__About this exercise__: Please filter the entries and return only the lines that include "bars".

** Opening Records provided block **

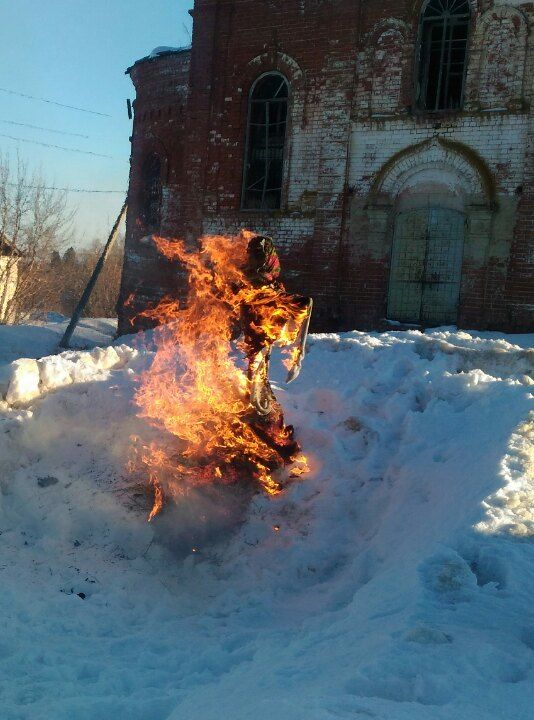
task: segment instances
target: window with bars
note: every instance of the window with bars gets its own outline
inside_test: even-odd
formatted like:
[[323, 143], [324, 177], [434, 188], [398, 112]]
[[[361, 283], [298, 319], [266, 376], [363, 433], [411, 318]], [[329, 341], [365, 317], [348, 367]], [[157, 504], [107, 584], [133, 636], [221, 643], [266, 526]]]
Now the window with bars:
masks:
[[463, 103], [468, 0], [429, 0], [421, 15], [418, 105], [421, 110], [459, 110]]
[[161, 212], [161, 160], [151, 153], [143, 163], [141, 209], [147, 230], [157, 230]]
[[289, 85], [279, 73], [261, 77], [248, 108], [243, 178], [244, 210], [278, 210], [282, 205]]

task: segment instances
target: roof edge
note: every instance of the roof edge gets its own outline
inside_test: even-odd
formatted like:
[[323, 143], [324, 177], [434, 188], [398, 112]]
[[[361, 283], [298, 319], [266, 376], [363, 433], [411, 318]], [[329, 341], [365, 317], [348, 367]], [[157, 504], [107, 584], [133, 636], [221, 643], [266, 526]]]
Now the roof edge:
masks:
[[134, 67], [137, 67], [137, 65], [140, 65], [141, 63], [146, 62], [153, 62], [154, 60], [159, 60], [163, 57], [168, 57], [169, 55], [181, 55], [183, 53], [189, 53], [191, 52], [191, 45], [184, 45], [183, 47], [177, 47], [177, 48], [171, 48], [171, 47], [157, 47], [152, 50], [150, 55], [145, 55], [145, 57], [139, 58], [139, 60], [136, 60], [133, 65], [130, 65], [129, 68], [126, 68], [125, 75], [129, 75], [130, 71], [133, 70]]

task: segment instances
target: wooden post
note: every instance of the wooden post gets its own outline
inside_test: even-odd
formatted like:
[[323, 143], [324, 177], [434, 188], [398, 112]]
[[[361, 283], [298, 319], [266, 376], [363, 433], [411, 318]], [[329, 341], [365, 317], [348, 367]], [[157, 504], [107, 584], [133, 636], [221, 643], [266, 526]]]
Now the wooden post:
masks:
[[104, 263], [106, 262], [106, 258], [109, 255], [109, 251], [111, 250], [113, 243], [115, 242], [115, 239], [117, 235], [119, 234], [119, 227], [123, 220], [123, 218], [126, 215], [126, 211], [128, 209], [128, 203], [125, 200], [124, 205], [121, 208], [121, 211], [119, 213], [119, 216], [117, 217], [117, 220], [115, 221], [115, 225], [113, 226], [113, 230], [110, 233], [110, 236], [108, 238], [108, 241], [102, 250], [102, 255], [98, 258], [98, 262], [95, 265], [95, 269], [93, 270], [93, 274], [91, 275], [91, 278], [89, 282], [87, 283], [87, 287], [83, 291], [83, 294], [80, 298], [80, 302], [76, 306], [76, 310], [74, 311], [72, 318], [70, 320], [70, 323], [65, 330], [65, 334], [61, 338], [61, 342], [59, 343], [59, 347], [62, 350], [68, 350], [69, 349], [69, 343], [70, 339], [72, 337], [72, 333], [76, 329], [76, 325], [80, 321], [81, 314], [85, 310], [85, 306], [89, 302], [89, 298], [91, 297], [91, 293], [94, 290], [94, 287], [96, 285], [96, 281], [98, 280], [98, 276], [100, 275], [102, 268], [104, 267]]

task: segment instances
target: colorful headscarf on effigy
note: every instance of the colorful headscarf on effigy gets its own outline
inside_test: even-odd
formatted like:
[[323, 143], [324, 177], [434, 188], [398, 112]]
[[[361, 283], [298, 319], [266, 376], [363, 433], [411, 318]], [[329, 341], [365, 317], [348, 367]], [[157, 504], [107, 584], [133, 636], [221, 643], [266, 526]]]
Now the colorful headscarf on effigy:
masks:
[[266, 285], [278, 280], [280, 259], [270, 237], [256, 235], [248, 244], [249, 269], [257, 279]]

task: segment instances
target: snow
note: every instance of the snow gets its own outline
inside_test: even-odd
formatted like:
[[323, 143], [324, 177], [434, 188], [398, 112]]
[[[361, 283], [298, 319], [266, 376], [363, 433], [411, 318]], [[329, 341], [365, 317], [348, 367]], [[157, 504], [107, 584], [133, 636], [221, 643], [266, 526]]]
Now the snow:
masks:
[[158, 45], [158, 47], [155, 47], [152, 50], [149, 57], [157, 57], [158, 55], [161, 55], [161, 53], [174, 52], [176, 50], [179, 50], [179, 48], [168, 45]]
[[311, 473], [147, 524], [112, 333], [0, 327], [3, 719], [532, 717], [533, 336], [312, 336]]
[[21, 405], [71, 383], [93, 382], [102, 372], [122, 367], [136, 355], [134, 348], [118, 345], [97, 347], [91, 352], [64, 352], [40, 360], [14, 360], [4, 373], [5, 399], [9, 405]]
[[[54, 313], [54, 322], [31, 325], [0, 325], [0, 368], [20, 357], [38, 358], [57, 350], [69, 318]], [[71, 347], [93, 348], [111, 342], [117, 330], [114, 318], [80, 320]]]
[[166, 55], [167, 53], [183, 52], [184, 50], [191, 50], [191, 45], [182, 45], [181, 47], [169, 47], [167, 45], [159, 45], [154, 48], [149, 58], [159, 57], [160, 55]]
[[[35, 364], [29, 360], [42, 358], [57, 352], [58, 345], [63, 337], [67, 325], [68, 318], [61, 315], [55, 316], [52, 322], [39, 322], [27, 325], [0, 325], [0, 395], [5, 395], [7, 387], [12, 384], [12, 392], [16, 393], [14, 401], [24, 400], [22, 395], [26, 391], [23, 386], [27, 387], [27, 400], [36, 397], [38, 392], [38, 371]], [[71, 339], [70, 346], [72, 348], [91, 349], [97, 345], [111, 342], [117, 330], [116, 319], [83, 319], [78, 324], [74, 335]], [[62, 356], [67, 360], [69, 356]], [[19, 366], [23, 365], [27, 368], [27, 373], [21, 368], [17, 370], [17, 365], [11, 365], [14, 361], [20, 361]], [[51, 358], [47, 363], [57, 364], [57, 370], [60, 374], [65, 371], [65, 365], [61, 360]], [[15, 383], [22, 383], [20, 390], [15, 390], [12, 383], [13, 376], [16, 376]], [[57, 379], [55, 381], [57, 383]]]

** Closing Records provided block **

__Solution__:
target: window with bars
note: every instance of the window with bars gets its own outline
Now the window with bars:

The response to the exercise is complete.